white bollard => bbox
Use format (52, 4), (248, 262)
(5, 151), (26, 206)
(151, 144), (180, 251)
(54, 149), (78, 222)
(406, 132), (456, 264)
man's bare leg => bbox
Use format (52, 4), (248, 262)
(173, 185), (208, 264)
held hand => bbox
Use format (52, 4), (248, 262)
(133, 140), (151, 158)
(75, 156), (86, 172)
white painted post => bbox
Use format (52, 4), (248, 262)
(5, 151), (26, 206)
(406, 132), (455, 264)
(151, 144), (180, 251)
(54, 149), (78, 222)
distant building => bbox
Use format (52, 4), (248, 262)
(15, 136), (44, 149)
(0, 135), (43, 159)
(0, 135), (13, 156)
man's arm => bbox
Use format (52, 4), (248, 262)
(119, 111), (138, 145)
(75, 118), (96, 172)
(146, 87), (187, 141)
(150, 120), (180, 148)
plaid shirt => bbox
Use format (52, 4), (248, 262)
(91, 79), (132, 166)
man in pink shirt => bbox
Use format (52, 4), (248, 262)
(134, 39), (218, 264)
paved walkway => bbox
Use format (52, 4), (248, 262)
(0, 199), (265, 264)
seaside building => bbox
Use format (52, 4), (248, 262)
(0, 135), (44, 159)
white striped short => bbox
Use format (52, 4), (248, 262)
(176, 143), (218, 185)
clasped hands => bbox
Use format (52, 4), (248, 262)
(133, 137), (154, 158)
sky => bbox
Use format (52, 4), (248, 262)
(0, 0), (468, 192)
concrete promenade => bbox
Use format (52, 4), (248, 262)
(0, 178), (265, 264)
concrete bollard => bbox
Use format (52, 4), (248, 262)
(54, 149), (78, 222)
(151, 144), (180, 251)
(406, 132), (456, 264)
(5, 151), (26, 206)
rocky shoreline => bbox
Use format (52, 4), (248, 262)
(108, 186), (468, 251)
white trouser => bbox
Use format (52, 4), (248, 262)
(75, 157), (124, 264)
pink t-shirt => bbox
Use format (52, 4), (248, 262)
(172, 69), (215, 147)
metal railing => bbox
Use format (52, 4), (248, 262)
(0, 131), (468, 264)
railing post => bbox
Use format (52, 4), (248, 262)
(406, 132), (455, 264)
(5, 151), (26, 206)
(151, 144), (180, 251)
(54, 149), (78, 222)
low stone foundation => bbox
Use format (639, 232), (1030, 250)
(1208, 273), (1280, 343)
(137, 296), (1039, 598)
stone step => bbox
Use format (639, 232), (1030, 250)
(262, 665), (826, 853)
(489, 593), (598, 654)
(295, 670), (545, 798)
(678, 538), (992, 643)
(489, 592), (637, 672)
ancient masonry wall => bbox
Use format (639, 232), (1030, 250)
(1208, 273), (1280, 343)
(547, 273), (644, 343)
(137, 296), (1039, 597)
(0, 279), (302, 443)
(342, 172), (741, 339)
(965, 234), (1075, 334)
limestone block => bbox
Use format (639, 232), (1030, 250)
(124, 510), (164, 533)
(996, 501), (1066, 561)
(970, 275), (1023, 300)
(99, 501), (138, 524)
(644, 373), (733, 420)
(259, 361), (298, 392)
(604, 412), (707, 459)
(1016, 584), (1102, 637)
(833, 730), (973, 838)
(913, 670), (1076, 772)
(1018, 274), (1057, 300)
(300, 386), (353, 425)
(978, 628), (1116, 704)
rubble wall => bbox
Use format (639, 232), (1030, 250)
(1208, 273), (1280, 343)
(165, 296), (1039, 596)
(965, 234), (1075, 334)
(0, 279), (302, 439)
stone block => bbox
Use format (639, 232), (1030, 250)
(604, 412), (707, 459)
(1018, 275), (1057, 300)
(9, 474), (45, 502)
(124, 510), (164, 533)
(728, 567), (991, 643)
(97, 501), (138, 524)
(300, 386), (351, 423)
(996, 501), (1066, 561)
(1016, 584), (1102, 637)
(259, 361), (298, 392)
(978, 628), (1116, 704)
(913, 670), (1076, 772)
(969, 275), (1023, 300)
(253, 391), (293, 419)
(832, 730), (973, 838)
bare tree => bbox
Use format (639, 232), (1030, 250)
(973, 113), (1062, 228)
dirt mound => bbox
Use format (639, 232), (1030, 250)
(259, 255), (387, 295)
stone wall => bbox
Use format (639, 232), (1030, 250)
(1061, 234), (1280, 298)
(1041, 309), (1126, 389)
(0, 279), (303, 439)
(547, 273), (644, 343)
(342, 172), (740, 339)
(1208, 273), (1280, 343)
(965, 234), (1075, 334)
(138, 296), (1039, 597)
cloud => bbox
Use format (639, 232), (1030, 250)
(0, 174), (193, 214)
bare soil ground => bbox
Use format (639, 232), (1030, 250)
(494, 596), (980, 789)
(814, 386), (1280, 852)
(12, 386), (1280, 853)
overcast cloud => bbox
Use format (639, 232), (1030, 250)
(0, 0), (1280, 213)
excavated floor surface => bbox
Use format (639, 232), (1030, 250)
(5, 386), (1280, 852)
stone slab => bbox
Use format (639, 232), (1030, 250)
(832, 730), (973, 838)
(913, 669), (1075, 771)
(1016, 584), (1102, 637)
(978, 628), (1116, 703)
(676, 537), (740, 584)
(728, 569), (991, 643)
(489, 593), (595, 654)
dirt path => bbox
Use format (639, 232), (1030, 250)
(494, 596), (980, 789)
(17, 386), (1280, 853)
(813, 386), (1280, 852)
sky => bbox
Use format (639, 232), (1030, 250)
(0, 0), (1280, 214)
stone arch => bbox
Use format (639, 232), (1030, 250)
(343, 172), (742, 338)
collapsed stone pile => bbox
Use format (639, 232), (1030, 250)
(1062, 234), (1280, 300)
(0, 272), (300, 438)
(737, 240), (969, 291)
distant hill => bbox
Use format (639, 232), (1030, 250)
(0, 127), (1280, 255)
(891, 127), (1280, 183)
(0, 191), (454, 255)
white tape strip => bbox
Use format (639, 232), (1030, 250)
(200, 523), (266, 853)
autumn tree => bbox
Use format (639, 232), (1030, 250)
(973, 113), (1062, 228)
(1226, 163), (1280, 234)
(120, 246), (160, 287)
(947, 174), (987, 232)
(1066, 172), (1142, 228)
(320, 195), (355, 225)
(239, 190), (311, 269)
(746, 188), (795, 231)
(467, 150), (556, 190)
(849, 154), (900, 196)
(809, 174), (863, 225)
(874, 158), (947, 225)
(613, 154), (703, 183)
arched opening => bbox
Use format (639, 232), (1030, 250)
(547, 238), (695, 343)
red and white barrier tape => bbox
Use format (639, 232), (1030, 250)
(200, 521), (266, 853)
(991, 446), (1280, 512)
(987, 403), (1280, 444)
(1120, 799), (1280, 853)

(Exercise goal) Copy out verbatim everything from the line containing "arched opening => bbox" down to the final line of the items above, including both of those lines.

(Task response)
arched opening => bbox
Use format (639, 232), (1030, 250)
(547, 238), (695, 343)
red and white barrier tape => bbox
Use format (639, 232), (1030, 250)
(200, 521), (266, 853)
(991, 446), (1280, 512)
(987, 403), (1280, 444)
(1120, 799), (1280, 853)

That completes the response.